### Exercise aim
Leave out every line that comes before the one containing "Task: locate the lamp post", and reproduce the rest of the listing below exactly, through its last line.

------------------------------------------------------------

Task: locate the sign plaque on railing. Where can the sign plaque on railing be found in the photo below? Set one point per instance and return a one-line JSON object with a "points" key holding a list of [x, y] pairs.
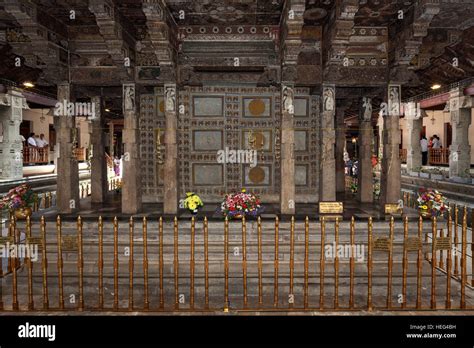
{"points": [[331, 207]]}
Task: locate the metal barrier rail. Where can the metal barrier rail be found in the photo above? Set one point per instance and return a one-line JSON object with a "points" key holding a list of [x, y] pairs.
{"points": [[436, 249]]}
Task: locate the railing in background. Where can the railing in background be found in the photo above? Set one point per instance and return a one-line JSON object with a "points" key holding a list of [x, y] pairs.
{"points": [[370, 287], [438, 156], [35, 155], [403, 155]]}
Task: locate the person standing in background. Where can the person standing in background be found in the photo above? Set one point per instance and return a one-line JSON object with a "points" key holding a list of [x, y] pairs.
{"points": [[424, 150]]}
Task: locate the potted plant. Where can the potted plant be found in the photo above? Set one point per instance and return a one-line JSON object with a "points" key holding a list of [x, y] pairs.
{"points": [[19, 200], [238, 205], [193, 202], [431, 203]]}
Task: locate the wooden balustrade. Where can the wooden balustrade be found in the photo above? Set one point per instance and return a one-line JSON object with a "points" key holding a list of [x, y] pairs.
{"points": [[35, 155], [438, 156]]}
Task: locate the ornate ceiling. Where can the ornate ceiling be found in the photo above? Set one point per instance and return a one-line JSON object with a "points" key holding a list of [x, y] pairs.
{"points": [[352, 43]]}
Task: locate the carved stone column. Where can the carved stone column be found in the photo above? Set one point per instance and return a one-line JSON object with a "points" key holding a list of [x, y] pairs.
{"points": [[12, 104], [327, 170], [391, 165], [414, 123], [340, 145], [98, 161], [365, 187], [460, 149], [131, 183], [67, 168], [111, 139], [287, 192], [170, 204]]}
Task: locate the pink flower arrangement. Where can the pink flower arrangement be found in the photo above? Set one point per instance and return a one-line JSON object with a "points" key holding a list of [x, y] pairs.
{"points": [[18, 197], [240, 204], [432, 203]]}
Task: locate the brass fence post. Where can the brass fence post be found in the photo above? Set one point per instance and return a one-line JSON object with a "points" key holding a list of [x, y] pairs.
{"points": [[405, 259], [191, 266], [80, 263], [275, 264], [292, 259], [116, 265], [244, 260], [176, 264], [206, 264], [456, 241], [260, 262], [130, 264], [31, 305], [464, 259], [15, 305], [160, 236], [433, 262], [449, 264], [369, 266], [419, 263], [60, 263], [101, 263], [146, 303], [306, 261], [44, 266], [336, 264], [226, 264], [351, 264], [321, 264]]}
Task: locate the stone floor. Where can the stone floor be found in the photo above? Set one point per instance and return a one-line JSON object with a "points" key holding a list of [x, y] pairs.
{"points": [[112, 207]]}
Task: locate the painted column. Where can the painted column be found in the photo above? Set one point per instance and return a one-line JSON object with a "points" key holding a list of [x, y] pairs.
{"points": [[460, 149], [414, 123], [287, 191], [131, 184], [327, 170], [98, 162], [390, 182], [365, 187], [340, 145], [67, 167], [170, 204], [12, 104]]}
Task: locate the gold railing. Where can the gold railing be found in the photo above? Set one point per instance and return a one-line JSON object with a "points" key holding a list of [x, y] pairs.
{"points": [[185, 282], [33, 155], [403, 155]]}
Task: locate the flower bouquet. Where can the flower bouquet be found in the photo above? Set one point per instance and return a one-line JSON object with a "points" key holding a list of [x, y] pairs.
{"points": [[431, 203], [193, 202], [237, 205], [19, 199]]}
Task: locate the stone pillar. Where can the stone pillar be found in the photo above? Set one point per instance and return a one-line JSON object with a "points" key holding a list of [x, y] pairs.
{"points": [[67, 167], [111, 139], [98, 162], [12, 104], [365, 186], [170, 204], [327, 169], [390, 182], [460, 149], [287, 190], [414, 123], [340, 145], [131, 183]]}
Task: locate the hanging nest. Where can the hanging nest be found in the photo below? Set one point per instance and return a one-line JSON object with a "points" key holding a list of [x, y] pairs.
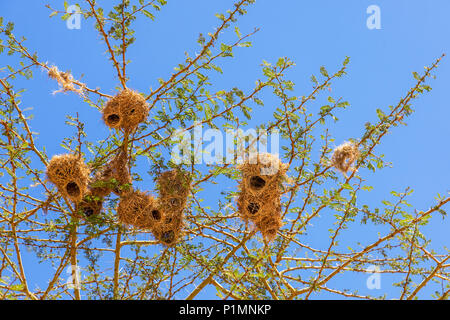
{"points": [[170, 231], [151, 216], [113, 177], [250, 207], [121, 174], [344, 156], [260, 192], [135, 209], [269, 224], [125, 110], [173, 187], [90, 206], [102, 184], [262, 174], [70, 175]]}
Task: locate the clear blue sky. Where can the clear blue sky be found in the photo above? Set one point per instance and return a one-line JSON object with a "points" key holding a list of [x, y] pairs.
{"points": [[312, 33]]}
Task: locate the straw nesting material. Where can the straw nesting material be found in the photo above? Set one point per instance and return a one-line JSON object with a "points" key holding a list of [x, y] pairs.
{"points": [[173, 190], [125, 110], [90, 206], [344, 156], [70, 175], [260, 192]]}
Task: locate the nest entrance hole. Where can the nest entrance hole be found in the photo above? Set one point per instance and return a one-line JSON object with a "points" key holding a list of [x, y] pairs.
{"points": [[253, 208], [88, 211], [168, 237]]}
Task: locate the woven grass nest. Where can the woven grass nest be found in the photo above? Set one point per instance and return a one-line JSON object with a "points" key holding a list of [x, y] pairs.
{"points": [[260, 192], [90, 206], [113, 177], [344, 156], [70, 175], [138, 209], [173, 190], [125, 110]]}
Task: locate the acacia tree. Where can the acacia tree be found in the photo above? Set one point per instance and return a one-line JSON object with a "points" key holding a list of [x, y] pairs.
{"points": [[219, 251]]}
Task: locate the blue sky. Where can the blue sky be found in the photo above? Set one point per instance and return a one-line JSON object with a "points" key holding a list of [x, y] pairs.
{"points": [[312, 33]]}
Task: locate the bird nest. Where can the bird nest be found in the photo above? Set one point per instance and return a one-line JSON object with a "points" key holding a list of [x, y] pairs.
{"points": [[70, 175], [91, 205], [138, 209], [173, 187], [269, 224], [344, 156], [260, 192], [125, 110], [262, 173], [113, 177], [170, 231]]}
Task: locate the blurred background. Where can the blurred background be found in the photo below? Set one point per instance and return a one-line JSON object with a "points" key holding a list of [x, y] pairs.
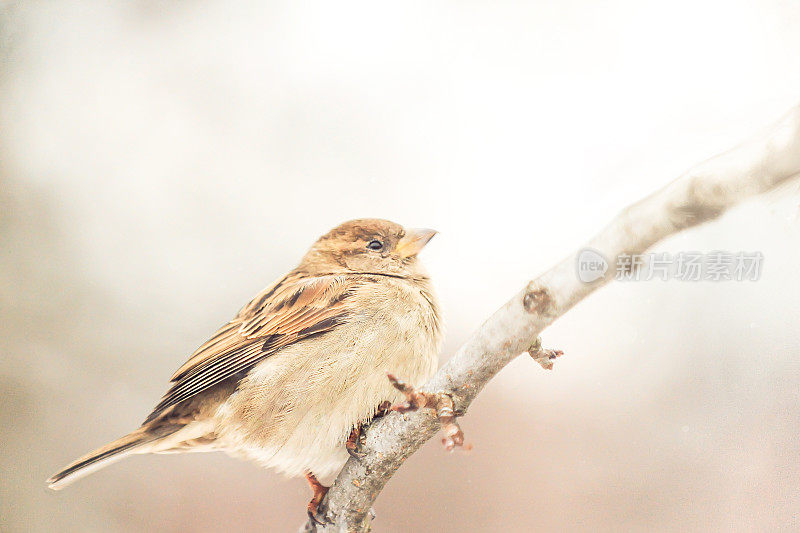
{"points": [[161, 162]]}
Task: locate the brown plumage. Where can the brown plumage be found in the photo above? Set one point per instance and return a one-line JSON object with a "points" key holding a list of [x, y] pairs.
{"points": [[304, 363]]}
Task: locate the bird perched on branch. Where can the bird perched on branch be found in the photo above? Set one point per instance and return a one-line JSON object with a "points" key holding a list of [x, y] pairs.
{"points": [[289, 381]]}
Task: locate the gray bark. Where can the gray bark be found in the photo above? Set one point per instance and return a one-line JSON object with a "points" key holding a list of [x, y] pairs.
{"points": [[702, 194]]}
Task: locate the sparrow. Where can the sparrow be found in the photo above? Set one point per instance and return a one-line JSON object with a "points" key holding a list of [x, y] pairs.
{"points": [[289, 382]]}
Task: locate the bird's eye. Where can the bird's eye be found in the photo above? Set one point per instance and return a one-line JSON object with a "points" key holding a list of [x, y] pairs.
{"points": [[375, 245]]}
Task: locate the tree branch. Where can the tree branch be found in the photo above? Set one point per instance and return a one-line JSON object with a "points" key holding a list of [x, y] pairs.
{"points": [[701, 194]]}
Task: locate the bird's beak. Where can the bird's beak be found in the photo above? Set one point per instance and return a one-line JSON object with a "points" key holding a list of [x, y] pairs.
{"points": [[414, 241]]}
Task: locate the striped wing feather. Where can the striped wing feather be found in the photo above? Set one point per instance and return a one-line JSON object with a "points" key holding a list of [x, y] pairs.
{"points": [[292, 309]]}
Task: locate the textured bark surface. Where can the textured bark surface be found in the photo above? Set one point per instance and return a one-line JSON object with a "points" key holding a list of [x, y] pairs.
{"points": [[700, 195]]}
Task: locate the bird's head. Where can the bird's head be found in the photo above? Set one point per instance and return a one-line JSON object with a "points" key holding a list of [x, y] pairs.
{"points": [[368, 245]]}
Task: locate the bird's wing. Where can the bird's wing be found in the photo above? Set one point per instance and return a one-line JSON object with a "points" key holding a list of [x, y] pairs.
{"points": [[292, 309]]}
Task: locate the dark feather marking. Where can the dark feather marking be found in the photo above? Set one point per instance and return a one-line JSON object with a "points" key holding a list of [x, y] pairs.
{"points": [[322, 325]]}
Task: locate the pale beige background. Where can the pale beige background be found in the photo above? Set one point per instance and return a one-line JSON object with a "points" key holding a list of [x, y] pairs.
{"points": [[163, 161]]}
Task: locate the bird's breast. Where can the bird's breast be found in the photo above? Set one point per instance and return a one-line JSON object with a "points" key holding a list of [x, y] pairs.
{"points": [[304, 400]]}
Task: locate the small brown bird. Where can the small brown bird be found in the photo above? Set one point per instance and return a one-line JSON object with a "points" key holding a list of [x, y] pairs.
{"points": [[289, 381]]}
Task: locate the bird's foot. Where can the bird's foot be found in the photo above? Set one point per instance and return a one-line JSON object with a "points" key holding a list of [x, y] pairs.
{"points": [[543, 356], [441, 402], [314, 515], [355, 441]]}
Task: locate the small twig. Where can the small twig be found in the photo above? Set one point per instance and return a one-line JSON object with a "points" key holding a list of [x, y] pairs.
{"points": [[544, 356]]}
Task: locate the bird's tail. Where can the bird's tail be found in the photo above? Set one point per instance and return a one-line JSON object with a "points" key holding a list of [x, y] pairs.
{"points": [[101, 457]]}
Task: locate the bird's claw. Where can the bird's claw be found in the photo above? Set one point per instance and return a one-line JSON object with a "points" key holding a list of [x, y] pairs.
{"points": [[441, 402]]}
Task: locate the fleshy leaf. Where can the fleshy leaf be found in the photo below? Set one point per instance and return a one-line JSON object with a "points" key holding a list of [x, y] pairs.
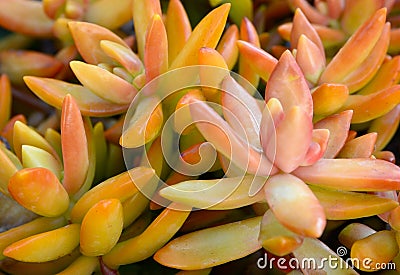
{"points": [[53, 91], [156, 49], [368, 107], [178, 28], [260, 61], [287, 83], [29, 184], [356, 49], [344, 205], [236, 100], [293, 138], [294, 205], [328, 98], [145, 124], [25, 17], [317, 250], [301, 26], [212, 246], [73, 139], [220, 194], [386, 127], [122, 187], [352, 174], [368, 68], [5, 100], [387, 75], [104, 84], [87, 37], [105, 13], [360, 147], [227, 46], [144, 245], [371, 248], [221, 135], [143, 12], [206, 34], [249, 34], [276, 238]]}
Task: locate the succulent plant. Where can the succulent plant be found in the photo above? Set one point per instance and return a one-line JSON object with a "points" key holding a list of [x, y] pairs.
{"points": [[172, 148]]}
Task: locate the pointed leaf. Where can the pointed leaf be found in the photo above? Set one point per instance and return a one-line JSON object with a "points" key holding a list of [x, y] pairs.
{"points": [[226, 193], [328, 98], [357, 47], [143, 12], [24, 135], [73, 139], [301, 26], [144, 245], [87, 37], [310, 59], [260, 61], [227, 46], [311, 12], [206, 34], [53, 91], [387, 75], [354, 232], [295, 206], [36, 157], [272, 116], [178, 28], [36, 226], [212, 246], [293, 138], [107, 14], [66, 238], [145, 124], [156, 49], [8, 169], [122, 187], [338, 126], [360, 147], [101, 227], [352, 174], [236, 100], [287, 83], [368, 68], [18, 63], [352, 18], [103, 83], [318, 145], [221, 135], [123, 55], [344, 205], [368, 107], [317, 250], [371, 248], [29, 184], [249, 34], [5, 100], [276, 238]]}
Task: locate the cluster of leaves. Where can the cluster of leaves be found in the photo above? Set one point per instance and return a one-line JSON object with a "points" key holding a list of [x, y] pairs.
{"points": [[291, 168]]}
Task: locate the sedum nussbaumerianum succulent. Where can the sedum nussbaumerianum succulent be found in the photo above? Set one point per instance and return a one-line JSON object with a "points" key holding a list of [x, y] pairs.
{"points": [[165, 144]]}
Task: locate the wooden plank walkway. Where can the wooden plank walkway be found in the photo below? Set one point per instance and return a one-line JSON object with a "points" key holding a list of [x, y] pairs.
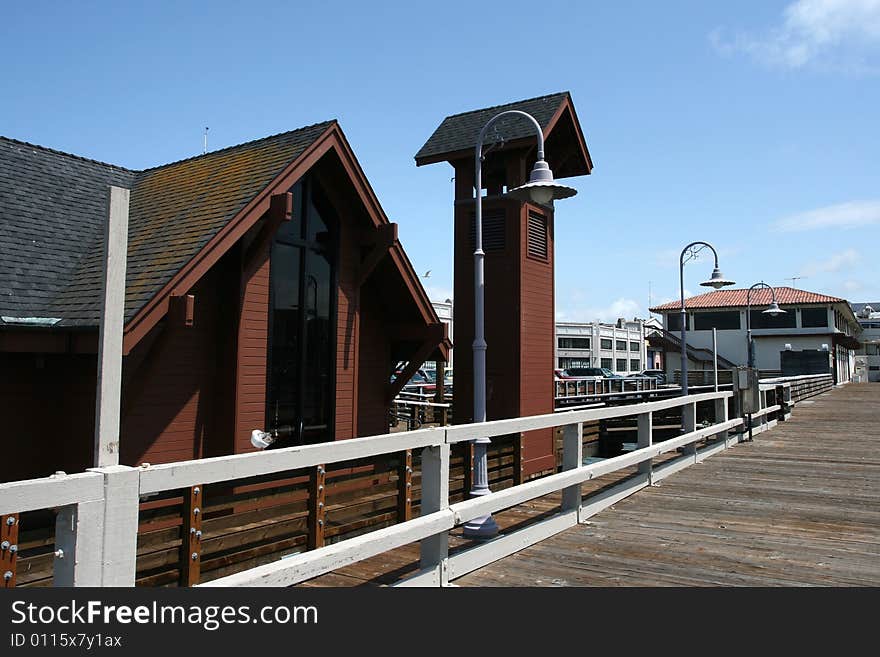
{"points": [[799, 506]]}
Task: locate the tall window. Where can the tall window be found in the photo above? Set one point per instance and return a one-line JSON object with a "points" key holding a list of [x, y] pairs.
{"points": [[302, 304], [814, 317], [759, 319], [723, 320]]}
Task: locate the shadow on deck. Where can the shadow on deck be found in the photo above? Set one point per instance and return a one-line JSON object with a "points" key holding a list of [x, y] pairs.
{"points": [[799, 506]]}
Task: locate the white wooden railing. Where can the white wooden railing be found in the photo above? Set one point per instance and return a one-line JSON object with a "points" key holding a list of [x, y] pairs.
{"points": [[97, 522]]}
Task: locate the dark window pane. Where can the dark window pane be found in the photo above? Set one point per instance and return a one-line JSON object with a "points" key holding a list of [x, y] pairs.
{"points": [[814, 317], [761, 320], [722, 320]]}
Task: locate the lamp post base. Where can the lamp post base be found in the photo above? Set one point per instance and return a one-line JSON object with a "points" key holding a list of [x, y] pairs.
{"points": [[483, 528]]}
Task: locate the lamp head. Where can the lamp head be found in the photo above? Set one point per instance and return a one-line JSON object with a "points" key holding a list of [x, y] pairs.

------------------------------------------------------------

### Output of the exercise
Task: locate the lamp post base. Where can the lamp post base be found in the photo above? Set one point per instance and return a one-line JSON object with a "points" key holding a list of [x, y] pairs.
{"points": [[483, 528]]}
Task: locate the lamp head. Where can the lamp head be found in the photo above? Set one point per instance and return a one-line JSON object with a "points" key holding a list of [x, y] pairs.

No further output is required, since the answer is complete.